PROBLEM —
Your answer must be the full listing, repeated word for word.

SOURCE INFORMATION —
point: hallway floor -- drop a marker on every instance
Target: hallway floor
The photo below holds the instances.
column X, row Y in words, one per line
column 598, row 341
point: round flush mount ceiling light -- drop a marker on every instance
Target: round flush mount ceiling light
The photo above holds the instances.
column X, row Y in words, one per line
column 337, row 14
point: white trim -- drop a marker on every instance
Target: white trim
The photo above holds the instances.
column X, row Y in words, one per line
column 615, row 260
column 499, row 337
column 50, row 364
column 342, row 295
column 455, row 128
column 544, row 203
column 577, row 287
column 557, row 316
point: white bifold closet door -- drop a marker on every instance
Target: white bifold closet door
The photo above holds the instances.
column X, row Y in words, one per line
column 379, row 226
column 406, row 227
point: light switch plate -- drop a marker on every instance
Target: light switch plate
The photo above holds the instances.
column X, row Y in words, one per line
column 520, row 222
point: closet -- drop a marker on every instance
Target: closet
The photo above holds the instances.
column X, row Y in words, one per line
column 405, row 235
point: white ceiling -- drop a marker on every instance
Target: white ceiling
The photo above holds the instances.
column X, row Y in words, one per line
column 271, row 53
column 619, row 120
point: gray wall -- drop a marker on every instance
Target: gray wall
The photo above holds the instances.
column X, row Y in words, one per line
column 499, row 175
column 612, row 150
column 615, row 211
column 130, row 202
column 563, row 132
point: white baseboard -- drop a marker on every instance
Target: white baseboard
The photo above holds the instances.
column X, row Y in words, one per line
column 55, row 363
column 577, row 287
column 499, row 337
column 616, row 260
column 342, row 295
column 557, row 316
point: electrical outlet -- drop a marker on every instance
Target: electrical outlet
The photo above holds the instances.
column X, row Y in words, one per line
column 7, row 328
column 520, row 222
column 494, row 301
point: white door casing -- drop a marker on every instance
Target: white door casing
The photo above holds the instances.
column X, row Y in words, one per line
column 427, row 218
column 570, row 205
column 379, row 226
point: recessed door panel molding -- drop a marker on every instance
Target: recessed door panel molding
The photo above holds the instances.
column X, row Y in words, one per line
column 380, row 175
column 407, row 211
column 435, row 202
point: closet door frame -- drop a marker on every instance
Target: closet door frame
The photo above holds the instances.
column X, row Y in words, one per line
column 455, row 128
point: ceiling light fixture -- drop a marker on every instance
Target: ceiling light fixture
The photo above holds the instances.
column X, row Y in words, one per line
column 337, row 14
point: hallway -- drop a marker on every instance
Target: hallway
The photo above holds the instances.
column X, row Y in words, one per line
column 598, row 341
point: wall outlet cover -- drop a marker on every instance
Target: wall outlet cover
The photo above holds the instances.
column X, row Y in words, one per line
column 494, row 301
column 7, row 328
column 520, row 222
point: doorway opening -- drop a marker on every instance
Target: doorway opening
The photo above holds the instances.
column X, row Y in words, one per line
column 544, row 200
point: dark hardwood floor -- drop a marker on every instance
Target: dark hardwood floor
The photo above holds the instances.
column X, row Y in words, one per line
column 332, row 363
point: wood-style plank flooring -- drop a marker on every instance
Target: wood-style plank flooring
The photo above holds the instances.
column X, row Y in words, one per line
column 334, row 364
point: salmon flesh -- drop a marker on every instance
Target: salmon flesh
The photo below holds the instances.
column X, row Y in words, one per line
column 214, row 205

ANSWER TO THIS PROBLEM —
point: hallway floor -- drop a marker on every instance
Target: hallway floor
The photo below holds the instances.
column X, row Y in words, one per line
column 598, row 341
point: round flush mount ceiling light -- drop a marker on every instance
Target: round flush mount ceiling light
The photo above holds the instances.
column X, row Y in words, one per line
column 337, row 14
point: white trim -- drop a marker on every instance
Target: white trim
The photo above holds the instances.
column X, row Y in words, one per line
column 615, row 260
column 499, row 337
column 50, row 364
column 342, row 295
column 455, row 128
column 544, row 203
column 577, row 287
column 557, row 316
point: white bifold closet door -- drop a marker on every instance
Target: white bifold closet door
The photo above holds the instances.
column X, row Y in words, one per line
column 379, row 226
column 406, row 227
point: light switch plate -- drop a marker on every instance
Target: light switch plate
The photo above holds the instances.
column X, row Y in words, one per line
column 520, row 222
point: closet -- drop a marker on every instance
Target: closet
The photo above holds the instances.
column X, row Y in words, one per line
column 405, row 235
point: white ceiling -- drop a marker on every instance
Target: white ceiling
The photo above holds the instances.
column X, row Y in words, one per line
column 271, row 53
column 619, row 120
point: gray wall -- drop a marker on every instance
Target: gray wall
The photo above holds the instances.
column X, row Y in words, one per line
column 499, row 175
column 612, row 150
column 615, row 211
column 130, row 202
column 563, row 132
point: white baseboard -- drop a marker on every instance
Target: white baseboard
The photo above holds the instances.
column X, row Y in words, one per line
column 55, row 363
column 577, row 287
column 499, row 337
column 616, row 260
column 342, row 295
column 557, row 316
point: electrical outlet -- drop a marker on every instance
Target: electrical outlet
The photo above holds the instances.
column X, row Y in words, one per line
column 7, row 328
column 520, row 222
column 494, row 301
point: white door casing -- drop a marker on every instance
Target: white door casing
The photo above holds the instances.
column X, row Y in words, one per line
column 427, row 218
column 570, row 205
column 379, row 226
point: recessed door panel molding -- drop a marker on every instance
Target: recessed door panel molding
The photo above holds the instances.
column X, row Y in words, one per line
column 380, row 175
column 407, row 211
column 435, row 202
point: closet door frame -- drop a marker on every instance
Target: closet door frame
The photo above holds the instances.
column X, row Y in words, one per line
column 455, row 128
point: ceiling light fixture -- drop a marker on every instance
Target: ceiling light fixture
The photo above holds the instances.
column X, row Y in words, one per line
column 337, row 14
point: hallway -- drop a marker on every instance
Target: hallway
The photo above holds the instances.
column X, row Y in words, one per line
column 598, row 341
point: wall outlet cover -- drop a marker on every instance
Target: wall outlet cover
The photo above holds the instances.
column X, row Y in words, one per line
column 494, row 301
column 7, row 328
column 520, row 222
point: doorway opening -- drop a marker on every instance
Target: doorway opening
The photo above holds the instances.
column X, row Y in words, one per line
column 544, row 200
point: dark hardwood floor -- drop a marker on every instance
Target: dark hardwood floor
The photo above holds the instances.
column X, row Y in words, one per line
column 332, row 363
point: wood-style plank flooring -- drop a marker on every instance
Target: wood-style plank flooring
The photo above holds the instances.
column X, row Y in words, one per line
column 334, row 364
point: salmon flesh -- drop a marker on every instance
Target: salmon flesh
The photo below holds the instances.
column X, row Y in words, one per line
column 214, row 205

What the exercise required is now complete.